Problem description: Gather every line below that contains the word "wooden", copying each one in full. Case counts.

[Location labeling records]
>> BEGIN
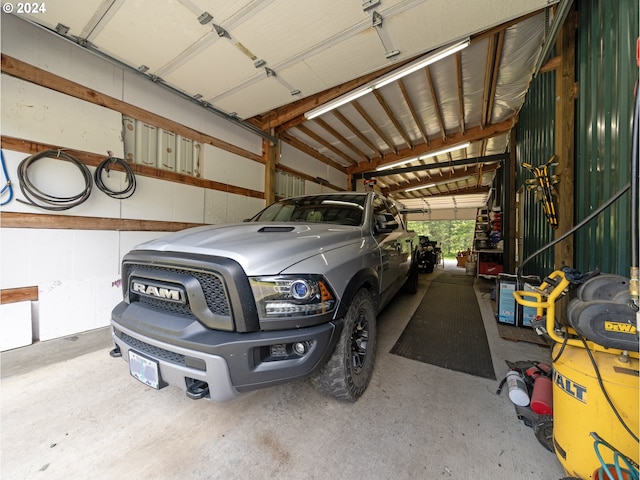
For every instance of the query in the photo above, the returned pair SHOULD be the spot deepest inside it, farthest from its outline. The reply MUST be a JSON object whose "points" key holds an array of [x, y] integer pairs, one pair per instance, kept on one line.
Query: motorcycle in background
{"points": [[427, 254]]}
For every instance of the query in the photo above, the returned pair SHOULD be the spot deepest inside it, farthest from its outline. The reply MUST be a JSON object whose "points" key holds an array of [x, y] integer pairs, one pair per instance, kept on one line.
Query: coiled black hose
{"points": [[35, 196], [105, 165]]}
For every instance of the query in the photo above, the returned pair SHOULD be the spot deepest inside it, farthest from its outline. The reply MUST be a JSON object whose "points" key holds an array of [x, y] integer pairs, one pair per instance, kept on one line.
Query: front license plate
{"points": [[144, 370]]}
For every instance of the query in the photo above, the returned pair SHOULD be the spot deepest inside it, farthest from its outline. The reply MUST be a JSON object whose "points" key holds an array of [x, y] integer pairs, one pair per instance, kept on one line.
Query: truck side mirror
{"points": [[384, 225]]}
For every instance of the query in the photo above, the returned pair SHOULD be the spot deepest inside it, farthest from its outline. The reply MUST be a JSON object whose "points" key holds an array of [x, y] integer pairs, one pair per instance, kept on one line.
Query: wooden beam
{"points": [[303, 147], [373, 125], [92, 159], [471, 135], [292, 115], [436, 104], [29, 73], [306, 177], [270, 152], [414, 114], [564, 136], [14, 295], [494, 58], [387, 109], [458, 191], [552, 64], [341, 137], [310, 133], [449, 176], [71, 222], [461, 119], [357, 132]]}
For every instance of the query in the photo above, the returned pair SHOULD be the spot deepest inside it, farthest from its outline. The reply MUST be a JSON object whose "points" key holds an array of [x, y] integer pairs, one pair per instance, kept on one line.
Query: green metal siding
{"points": [[606, 73], [535, 144]]}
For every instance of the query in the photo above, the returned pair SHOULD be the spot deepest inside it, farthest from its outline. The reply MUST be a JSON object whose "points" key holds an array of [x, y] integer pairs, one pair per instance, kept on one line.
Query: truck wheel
{"points": [[346, 374]]}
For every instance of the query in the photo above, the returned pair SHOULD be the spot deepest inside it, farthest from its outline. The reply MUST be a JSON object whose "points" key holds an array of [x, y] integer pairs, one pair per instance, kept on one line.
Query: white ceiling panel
{"points": [[315, 48], [349, 59], [144, 34], [214, 70], [70, 13], [308, 28], [256, 97]]}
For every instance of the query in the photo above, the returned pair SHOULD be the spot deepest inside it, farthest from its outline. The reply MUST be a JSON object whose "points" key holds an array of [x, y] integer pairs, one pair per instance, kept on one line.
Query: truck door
{"points": [[395, 251]]}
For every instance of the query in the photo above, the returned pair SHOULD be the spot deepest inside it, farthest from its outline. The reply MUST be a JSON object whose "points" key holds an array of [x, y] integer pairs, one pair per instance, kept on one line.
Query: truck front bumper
{"points": [[231, 363]]}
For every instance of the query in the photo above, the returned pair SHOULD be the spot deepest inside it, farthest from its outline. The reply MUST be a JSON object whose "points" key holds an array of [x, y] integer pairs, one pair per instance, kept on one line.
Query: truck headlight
{"points": [[292, 295]]}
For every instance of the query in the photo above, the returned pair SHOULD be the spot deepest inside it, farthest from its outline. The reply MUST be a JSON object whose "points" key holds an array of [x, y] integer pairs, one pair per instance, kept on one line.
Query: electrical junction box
{"points": [[508, 311]]}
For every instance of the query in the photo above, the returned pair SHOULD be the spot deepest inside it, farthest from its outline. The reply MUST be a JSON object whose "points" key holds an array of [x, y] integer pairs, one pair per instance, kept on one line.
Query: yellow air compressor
{"points": [[595, 373]]}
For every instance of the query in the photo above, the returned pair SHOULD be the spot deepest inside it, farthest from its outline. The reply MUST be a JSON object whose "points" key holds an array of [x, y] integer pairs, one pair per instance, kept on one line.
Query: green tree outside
{"points": [[452, 235]]}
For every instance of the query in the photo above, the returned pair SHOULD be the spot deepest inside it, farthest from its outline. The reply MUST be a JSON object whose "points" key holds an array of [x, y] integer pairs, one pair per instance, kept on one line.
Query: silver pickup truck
{"points": [[291, 293]]}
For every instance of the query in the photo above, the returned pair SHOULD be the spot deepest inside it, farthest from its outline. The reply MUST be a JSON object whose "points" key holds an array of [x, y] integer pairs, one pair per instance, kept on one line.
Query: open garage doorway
{"points": [[452, 236]]}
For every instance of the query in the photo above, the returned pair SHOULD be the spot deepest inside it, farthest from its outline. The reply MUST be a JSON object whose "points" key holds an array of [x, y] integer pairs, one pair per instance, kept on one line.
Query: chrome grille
{"points": [[211, 284]]}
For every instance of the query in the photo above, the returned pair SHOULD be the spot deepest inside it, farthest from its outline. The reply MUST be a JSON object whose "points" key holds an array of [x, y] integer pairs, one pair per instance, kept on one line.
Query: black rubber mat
{"points": [[456, 278], [447, 329]]}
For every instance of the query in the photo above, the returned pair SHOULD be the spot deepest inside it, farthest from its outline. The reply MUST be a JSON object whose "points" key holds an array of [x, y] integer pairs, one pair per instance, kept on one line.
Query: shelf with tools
{"points": [[487, 243]]}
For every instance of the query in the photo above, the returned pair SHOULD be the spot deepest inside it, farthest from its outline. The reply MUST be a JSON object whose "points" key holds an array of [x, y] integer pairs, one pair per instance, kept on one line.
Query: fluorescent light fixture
{"points": [[338, 102], [421, 63], [422, 157], [420, 187], [393, 76]]}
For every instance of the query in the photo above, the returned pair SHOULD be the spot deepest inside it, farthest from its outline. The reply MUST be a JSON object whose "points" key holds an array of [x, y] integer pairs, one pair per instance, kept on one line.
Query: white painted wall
{"points": [[77, 272]]}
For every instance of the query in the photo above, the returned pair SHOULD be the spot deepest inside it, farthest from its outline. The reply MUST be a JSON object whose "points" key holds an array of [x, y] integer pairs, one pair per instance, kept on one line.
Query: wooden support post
{"points": [[565, 147], [566, 93], [270, 152], [509, 211]]}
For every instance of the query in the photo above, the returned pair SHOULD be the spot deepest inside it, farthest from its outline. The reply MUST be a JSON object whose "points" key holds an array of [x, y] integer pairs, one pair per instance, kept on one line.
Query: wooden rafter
{"points": [[436, 104], [494, 56], [476, 170], [387, 109], [461, 119], [340, 137], [373, 125], [345, 121], [471, 135], [414, 114], [303, 147], [310, 133]]}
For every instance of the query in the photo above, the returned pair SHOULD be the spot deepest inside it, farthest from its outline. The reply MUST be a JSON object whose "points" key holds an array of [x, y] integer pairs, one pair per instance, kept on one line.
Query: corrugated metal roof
{"points": [[274, 60]]}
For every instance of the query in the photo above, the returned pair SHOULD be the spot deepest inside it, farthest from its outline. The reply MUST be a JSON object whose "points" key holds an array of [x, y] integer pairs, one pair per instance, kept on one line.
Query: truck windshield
{"points": [[345, 209]]}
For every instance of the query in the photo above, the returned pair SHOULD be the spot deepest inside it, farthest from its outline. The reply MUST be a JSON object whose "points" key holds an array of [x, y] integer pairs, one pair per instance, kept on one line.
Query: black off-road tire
{"points": [[348, 371]]}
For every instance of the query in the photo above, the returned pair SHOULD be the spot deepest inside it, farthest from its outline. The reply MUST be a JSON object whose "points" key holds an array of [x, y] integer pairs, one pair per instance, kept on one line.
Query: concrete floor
{"points": [[69, 411]]}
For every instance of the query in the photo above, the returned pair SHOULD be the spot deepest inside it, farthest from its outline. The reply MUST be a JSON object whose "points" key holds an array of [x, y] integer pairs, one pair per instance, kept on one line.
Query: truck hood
{"points": [[260, 248]]}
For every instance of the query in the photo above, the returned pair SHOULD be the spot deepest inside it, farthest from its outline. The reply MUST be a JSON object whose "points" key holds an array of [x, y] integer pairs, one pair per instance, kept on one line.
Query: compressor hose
{"points": [[36, 197], [130, 178], [8, 187]]}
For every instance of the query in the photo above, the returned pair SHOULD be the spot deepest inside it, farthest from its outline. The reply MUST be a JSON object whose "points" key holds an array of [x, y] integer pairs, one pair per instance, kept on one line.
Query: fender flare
{"points": [[367, 278]]}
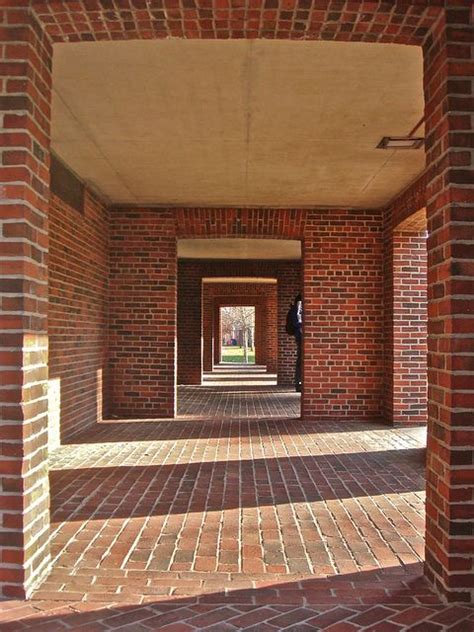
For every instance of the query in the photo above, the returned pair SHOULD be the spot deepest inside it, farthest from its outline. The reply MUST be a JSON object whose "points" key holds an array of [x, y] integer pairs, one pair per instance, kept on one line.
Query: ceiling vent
{"points": [[401, 142]]}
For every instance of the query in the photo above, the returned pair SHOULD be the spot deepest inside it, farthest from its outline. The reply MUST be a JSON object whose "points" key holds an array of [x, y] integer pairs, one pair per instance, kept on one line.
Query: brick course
{"points": [[402, 22], [78, 311]]}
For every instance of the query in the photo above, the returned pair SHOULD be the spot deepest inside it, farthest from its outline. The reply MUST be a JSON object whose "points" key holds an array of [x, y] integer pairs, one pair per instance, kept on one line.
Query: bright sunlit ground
{"points": [[236, 354]]}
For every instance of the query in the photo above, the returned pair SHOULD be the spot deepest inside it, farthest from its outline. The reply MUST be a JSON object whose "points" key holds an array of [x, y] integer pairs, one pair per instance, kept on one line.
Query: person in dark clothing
{"points": [[298, 328]]}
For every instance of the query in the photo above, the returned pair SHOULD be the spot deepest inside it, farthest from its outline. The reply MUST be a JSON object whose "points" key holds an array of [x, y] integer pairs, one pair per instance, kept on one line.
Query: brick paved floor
{"points": [[232, 392], [255, 524]]}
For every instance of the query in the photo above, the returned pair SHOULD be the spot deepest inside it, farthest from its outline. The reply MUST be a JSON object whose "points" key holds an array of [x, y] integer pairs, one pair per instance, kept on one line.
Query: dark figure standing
{"points": [[298, 326], [294, 327]]}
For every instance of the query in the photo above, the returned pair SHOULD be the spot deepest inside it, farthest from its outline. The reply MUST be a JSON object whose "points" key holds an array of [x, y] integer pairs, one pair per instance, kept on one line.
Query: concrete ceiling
{"points": [[239, 248], [241, 122]]}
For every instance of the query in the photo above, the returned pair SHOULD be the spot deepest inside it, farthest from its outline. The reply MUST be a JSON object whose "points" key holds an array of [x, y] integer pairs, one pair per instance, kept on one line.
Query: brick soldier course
{"points": [[351, 326]]}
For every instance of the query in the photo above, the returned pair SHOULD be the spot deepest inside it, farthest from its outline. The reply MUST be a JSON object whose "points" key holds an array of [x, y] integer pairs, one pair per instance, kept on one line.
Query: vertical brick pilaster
{"points": [[207, 329], [216, 332], [448, 84], [343, 325], [142, 308], [77, 315], [25, 93], [270, 306], [409, 327], [189, 324], [260, 336], [289, 284]]}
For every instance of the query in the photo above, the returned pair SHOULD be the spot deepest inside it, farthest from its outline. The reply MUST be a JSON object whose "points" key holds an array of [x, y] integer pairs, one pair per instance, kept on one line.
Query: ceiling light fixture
{"points": [[401, 142]]}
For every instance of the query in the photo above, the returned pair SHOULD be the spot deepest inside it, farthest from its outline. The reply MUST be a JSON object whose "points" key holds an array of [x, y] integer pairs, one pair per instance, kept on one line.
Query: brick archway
{"points": [[444, 30]]}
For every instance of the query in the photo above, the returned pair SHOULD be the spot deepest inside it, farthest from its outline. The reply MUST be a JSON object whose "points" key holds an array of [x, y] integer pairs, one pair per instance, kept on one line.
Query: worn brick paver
{"points": [[228, 524]]}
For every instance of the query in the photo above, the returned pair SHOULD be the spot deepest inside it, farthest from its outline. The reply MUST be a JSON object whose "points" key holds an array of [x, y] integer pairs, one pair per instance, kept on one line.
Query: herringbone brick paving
{"points": [[230, 524]]}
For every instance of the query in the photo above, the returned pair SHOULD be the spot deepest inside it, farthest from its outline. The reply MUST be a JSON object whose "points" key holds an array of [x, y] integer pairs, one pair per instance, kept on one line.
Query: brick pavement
{"points": [[237, 391], [227, 524]]}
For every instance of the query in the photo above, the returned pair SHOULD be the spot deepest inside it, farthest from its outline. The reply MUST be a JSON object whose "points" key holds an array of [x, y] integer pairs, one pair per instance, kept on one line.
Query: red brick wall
{"points": [[263, 296], [401, 22], [409, 327], [405, 306], [343, 315], [449, 65], [25, 93], [189, 369], [289, 284], [142, 321], [77, 315], [190, 273]]}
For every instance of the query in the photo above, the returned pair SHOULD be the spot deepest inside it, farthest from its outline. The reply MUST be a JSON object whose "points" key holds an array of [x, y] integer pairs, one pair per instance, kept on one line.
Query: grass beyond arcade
{"points": [[236, 354]]}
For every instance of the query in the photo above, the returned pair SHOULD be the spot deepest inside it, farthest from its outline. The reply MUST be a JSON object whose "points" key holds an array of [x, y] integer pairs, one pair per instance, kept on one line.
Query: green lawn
{"points": [[236, 354]]}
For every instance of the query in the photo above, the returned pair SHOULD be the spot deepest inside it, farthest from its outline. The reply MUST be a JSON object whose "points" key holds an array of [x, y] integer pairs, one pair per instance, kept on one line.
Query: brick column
{"points": [[207, 333], [343, 324], [217, 334], [189, 323], [449, 66], [24, 173], [289, 284], [260, 335], [142, 313], [271, 330], [409, 327]]}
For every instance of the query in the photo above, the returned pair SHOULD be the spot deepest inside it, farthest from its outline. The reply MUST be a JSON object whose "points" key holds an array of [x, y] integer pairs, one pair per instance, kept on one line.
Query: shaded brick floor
{"points": [[231, 524], [237, 391]]}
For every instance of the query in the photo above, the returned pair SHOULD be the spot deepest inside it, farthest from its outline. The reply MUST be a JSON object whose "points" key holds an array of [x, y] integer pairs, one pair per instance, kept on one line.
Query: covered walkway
>> END
Answer to the exercise:
Query: wooden beam
Query: wooden support post
Query: wooden rafter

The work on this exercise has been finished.